- **LESETEXT**
============================================================
Osterwalders „Daily Soap“: Ein Seifenspender wie du und ich

Wenn Dinge menschlich werden: eine Tour d’Horizon von der Antike über Lyonel Feininger bis zu Pascale Osterwalders Bilder-Erzählung »Daily Soap«.

Kennen Sie das? Nach dem dritten Systemabsturz fragen Sie ihr Notebook verzweifelt: Was willst du von mir? Und das Türschloss, das wieder einmal klemmt, wünschen Sie beherzt zum Teufel. Ja, wir reden mit allem, was uns umgibt, auch mit seinen unbelebten Teilen: mit dem Auto, das nicht anspringt, dem Kühlschrank, dessen Tür nicht und nicht schließen mag, der Waschmaschine, die überraschend ihren Dienst verweigert. Was aber wenn die Dinge, die uns umgeben, sich ihrerseits zu Wort melden?

Nein, nicht von Halluziniertem ist hier die Rede und auch nicht von Siri, Alexa, Echo und ähnlichen (vermeintlichen? tatsächlichen?) Errungenschaften moderner Informationstechnologie. Sprechende Gegenstände nämlich begleiten die Vorstellungswelt der Menschheit seit Jahrtausenden. Die ältesten erhaltenen Schriftdokumente des griechischen Alphabets finden sich eingeritzt in Artikeln des täglichen Gebrauchs, die ihren jeweiligen Eigner ausweisen, als wären es die Artikel selbst, die Auskunft geben: „Ich bin der Trinkbecher des Tharias.“ Oder: „Ich bin die Schale des Khorakhos.“ Und wir längst Nachgeborenen dürfen über die Präzision antiken Denkens staunen, das noch genau zwischen Subjekt und Objekt zu trennen wusste, wo wir ohne langes Zaudern Bücher, Kaffeehäferln, Briefkästen allein mit unserem Namen als die unseren markieren, als seien Ding und wir längst eins.
============================================================
- **BEREITGESTELLTES MATERIAL**

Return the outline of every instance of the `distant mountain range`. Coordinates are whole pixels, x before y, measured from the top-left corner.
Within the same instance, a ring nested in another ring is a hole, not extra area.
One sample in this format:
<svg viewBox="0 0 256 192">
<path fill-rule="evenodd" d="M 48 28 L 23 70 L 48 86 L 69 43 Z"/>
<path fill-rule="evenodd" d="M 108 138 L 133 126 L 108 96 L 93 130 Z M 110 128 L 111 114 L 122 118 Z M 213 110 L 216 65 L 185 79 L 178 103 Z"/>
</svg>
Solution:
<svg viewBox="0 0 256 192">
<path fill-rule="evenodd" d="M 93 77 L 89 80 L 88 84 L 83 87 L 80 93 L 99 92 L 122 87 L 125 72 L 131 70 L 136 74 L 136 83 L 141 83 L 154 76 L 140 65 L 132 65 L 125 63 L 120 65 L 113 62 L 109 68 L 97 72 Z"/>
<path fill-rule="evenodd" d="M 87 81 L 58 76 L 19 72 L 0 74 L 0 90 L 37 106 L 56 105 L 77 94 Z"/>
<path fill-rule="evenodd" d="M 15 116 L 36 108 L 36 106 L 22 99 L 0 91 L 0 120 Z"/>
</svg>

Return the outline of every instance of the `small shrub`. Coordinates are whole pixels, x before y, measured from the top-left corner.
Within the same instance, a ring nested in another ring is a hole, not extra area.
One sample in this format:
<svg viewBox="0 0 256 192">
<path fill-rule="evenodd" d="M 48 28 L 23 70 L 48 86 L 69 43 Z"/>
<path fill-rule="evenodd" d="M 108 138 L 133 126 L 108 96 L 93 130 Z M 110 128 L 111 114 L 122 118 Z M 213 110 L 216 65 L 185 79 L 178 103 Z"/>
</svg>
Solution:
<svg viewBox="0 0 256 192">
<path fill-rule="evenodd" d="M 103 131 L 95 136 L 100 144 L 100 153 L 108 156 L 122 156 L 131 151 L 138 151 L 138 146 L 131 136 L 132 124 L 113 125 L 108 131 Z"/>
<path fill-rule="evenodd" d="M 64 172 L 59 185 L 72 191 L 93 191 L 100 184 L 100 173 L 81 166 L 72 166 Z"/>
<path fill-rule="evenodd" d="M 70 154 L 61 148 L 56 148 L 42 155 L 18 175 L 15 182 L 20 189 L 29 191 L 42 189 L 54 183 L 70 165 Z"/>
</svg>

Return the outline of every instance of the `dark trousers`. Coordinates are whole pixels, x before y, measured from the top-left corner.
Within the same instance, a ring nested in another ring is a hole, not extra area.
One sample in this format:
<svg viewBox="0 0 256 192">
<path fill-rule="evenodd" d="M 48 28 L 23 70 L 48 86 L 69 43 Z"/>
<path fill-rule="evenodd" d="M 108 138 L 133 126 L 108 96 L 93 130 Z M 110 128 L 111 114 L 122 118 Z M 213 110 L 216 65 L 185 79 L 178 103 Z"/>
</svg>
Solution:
============================================================
- **ARBEITSAUFTRAG**
Fassen Sie den Absatz des Lesetexts, der mit „Nein, nicht von Halluziniertem“ beginnt, als knappe Stichpunktliste zusammen. Die wesentlichen Aussagen müssen erhalten bleiben.

- **LÖSUNG**
- Gemeint sind weder Halluzinationen noch Sprachassistenten wie Siri, Alexa oder Echo.
- Sprechende Gegenstände begleiten die Vorstellungswelt der Menschheit seit Jahrtausenden.
- Die ältesten erhaltenen Schriftdokumente des griechischen Alphabets sind in Gebrauchsgegenstände eingeritzt. Sie weisen den jeweiligen Eigner aus, als gäben die Gegenstände selbst Auskunft: „Ich bin der Trinkbecher des Tharias.“ und „Ich bin die Schale des Khorakhos.“
- Das antike Denken trennte dabei genau zwischen Subjekt und Objekt.
- Heute markieren wir Bücher, Kaffeehäferl und Briefkästen allein mit unserem Namen, als seien Ding und wir längst eins.